### [PAGE TEXT]
════
But somehow, it all lacked drama. It just wasn't that compelling -- for me, anyway. And I think the reason is that I didn't really have a horse in any of the races.

Usually, there's a movie or two that I'm pulling for and, more important, a couple of movies I'm adamantly rooting against.

The Oscars, after all, are as much about jeers as cheers.

But I didn't have a strong complaint to register about any of the major nominees -- not in the acting categories, not in the screenwriting categories, not in the Best Director or Picture categories. I saw and enjoyed, to varying degrees, every single movie in those categories, and so couldn't work up any righteous indignation, no matter who walked away with the statue.

I thought going in that I was happy that worthy pictures were being recognized this year, but I now realize that nominations for undeserving tripe are a key element in my enjoyment of the event.

Here's hoping the Academy returns to its senses next year.

The only time I was really stirred all evening was during the Robert Altman montage, when I realized that the venerable director's film The Player came out not five years ago, not a decade ago, but fourteen freaking years ago.
════
### [PROVIDED DATA]
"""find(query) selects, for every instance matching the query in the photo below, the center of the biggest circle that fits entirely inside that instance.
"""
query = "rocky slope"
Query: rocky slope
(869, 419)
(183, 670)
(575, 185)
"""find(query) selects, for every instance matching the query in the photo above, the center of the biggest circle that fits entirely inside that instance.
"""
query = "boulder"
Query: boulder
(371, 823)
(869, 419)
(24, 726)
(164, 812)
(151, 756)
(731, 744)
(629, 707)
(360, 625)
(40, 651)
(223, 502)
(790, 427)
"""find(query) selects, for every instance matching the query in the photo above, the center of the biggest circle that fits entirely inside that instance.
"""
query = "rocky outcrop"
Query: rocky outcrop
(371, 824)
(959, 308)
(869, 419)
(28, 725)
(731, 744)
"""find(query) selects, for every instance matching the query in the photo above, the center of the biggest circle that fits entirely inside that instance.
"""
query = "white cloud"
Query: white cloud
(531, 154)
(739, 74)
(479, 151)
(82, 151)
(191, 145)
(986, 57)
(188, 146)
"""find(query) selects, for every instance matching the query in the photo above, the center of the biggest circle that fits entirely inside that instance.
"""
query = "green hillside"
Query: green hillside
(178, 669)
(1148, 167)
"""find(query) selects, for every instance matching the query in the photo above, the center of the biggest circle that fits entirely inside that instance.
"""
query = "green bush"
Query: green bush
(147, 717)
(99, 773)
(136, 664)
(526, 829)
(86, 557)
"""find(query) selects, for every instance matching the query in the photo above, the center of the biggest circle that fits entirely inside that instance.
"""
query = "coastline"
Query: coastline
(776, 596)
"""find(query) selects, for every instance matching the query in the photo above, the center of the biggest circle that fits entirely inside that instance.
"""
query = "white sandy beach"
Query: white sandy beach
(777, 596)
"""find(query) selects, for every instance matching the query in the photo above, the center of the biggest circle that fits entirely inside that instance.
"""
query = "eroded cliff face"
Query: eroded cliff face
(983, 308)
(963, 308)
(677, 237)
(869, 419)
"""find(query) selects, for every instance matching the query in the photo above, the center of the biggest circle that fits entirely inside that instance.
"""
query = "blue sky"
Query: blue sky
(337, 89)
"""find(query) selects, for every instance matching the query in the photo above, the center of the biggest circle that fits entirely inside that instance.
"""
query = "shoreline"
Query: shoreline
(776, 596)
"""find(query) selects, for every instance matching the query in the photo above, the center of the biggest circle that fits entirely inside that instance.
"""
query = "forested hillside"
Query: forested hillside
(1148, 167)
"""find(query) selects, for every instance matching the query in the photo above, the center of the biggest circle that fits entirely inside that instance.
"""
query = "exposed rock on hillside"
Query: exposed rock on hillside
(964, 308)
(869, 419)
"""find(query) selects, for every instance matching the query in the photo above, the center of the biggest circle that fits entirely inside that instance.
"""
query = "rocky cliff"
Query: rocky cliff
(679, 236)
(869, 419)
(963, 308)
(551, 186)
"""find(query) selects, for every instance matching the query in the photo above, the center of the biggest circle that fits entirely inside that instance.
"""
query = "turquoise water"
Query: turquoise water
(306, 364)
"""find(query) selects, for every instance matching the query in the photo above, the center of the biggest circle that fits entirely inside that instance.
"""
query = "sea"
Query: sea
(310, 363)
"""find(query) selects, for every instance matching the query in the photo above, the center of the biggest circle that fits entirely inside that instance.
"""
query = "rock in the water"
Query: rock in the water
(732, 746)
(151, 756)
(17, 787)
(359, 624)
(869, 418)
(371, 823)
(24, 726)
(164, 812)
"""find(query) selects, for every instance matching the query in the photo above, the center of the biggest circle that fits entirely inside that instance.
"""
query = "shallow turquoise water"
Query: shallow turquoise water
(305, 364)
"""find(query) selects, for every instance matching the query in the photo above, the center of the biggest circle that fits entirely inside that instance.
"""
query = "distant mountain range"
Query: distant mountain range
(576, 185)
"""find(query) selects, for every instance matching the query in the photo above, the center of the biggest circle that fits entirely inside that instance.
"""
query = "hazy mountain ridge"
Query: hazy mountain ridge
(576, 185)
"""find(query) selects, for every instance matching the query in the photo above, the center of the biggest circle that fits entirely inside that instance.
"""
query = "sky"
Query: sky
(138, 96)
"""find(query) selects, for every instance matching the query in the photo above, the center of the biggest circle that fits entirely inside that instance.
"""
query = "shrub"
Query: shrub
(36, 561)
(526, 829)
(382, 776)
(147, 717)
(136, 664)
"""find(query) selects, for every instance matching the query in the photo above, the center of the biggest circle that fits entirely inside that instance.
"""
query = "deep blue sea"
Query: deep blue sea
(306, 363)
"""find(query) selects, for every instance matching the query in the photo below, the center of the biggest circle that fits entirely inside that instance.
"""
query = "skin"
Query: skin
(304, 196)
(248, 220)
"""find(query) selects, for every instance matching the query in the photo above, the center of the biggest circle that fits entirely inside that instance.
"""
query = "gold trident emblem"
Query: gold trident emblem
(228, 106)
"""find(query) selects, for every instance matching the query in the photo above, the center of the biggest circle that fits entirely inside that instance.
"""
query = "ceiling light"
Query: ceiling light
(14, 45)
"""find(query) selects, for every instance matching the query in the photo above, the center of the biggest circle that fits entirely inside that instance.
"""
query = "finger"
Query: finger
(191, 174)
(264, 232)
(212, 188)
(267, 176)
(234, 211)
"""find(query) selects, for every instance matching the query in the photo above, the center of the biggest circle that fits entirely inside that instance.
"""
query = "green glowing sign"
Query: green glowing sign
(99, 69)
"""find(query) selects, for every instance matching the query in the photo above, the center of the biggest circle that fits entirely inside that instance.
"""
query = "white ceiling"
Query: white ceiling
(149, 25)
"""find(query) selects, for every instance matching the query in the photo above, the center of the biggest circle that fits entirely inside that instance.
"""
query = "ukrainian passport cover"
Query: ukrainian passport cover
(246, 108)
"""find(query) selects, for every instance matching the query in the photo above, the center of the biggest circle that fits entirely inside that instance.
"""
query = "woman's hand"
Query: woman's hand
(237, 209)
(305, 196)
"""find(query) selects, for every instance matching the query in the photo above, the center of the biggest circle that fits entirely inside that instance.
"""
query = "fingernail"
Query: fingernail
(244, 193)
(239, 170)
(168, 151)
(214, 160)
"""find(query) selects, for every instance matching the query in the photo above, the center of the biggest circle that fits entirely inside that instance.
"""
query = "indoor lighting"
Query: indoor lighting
════
### [ABOUT THIS EXERCISE]
Copy the stretch of the Oscars commentary from "Usually, there's a" through "senses next year.".

### [EXERCISE ANSWER]
Usually, there's a movie or two that I'm pulling for and, more important, a couple of movies I'm adamantly rooting against.

The Oscars, after all, are as much about jeers as cheers.

But I didn't have a strong complaint to register about any of the major nominees -- not in the acting categories, not in the screenwriting categories, not in the Best Director or Picture categories. I saw and enjoyed, to varying degrees, every single movie in those categories, and so couldn't work up any righteous indignation, no matter who walked away with the statue.

I thought going in that I was happy that worthy pictures were being recognized this year, but I now realize that nominations for undeserving tripe are a key element in my enjoyment of the event.

Here's hoping the Academy returns to its senses next year.